● **Excerpt**:
# Salmon for first time smoker... Pellet help



## event horizon (May 29, 2015)

I am going to use a old Luhr Jensen Little Chief for some salmon this weekend.  I was to receive some cherry and apple wood to make chips this weekend but that didn't pan out.  I bought some Smokehouse pellets and I was going to mix some of them in with the wood chips.  The guy at the store said I would be fine with just the pellets?  I bought the Mesquite which is a blend of mesquite / Alderwood.  The other is a Hickory / Alderwood blend.  We are going to make a simple salt, sugar, water brine.  We have the salmon today so I want to smoke this weekend.  I am leaning toward using the Mesquite pellets on their own for this go, and use the apple / cherry next time.

Is this a mistake?

Thanks, John :drool












image.jpg



__ event horizon
__ May 29, 2015


----------



## ak1 (May 29, 2015)

You may find that mesquite is to strong for salmon.


----------



## chef willie (May 29, 2015)




----------



## mr t 59874 (May 29, 2015)

I agree with the guys above.  Of the two my choice would be Hickory/Alder.  Use a small amount in the pan so you only apply smoke for a short amount of time.

● **Material provided**:
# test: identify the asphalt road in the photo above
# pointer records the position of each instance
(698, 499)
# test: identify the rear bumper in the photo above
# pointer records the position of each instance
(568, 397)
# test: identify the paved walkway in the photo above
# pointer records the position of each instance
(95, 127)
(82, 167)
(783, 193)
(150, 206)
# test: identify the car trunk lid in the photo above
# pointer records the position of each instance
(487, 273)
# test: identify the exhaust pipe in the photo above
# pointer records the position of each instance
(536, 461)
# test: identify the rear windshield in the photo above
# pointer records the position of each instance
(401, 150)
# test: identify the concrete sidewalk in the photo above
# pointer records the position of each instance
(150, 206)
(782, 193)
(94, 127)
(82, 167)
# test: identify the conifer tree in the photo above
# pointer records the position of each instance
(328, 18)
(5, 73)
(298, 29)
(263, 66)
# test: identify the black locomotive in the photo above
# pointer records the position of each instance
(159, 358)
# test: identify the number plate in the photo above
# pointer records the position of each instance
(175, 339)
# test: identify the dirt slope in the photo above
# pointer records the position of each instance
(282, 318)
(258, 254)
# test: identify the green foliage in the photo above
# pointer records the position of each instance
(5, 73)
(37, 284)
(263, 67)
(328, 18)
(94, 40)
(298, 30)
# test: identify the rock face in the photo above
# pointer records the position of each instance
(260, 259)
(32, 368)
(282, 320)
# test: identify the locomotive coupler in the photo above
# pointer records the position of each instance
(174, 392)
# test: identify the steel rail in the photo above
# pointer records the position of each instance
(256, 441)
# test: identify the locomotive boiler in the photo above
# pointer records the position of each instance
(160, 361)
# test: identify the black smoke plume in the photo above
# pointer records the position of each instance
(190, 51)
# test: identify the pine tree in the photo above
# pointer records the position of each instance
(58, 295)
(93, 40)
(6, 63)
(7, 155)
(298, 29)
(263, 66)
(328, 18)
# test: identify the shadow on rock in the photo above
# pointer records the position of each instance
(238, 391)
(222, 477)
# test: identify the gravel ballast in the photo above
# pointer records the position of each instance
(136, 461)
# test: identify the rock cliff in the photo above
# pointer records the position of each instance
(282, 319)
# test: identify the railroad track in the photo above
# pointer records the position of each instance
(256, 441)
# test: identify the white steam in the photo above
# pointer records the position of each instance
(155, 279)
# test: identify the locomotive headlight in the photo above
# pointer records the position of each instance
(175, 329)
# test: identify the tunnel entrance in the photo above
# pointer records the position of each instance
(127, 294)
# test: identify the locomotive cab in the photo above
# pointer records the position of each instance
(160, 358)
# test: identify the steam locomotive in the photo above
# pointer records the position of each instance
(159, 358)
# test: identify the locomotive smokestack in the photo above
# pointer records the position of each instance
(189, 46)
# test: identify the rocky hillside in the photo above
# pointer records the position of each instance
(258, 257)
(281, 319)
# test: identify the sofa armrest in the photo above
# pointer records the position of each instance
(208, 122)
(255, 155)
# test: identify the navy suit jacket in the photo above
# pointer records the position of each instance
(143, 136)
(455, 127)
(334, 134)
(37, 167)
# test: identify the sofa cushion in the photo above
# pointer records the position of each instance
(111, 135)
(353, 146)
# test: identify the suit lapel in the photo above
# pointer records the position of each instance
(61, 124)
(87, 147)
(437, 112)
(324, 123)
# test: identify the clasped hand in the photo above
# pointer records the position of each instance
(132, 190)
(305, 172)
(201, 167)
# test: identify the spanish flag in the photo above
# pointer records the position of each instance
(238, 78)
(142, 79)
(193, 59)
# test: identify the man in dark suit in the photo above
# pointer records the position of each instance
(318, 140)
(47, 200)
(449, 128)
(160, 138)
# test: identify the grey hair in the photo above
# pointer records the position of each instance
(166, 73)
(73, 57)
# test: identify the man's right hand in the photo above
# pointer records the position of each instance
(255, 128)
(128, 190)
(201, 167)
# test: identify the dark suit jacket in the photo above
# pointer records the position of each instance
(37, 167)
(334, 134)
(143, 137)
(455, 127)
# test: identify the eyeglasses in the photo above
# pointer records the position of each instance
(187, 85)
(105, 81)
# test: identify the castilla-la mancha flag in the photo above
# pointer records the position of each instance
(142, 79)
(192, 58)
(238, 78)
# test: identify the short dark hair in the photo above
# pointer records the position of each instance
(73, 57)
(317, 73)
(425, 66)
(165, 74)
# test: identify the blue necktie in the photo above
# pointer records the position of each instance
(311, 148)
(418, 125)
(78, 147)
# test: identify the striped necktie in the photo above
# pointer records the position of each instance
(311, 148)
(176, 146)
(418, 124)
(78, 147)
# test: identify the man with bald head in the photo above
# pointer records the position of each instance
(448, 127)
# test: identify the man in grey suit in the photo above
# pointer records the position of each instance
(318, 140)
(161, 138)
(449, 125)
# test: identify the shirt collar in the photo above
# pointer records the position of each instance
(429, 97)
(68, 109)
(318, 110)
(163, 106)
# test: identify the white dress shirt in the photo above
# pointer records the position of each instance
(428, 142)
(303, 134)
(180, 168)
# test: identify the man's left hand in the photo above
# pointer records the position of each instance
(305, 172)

● **Work required**: Name every type of wood that comes up in the salmon smoking thread.

● **Finished task**: Cherry, apple, mesquite, alder, hickory